* start The data *

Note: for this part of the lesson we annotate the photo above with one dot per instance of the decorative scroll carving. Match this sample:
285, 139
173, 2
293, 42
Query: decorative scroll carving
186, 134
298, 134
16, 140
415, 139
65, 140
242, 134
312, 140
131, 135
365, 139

* end The data *

Exercise brief:
Rewrite the records, replacing "decorative scroll carving" with "ornamental scroll carving" and leaving everything else unchanged.

Task result:
Note: for this part of the lesson we annotate the photo above with one dot per instance of the ornamental scroll carving. Match this sample:
285, 139
173, 2
293, 42
Query: ornamental scroll carving
186, 134
298, 134
16, 140
415, 139
65, 140
242, 134
312, 140
131, 135
365, 139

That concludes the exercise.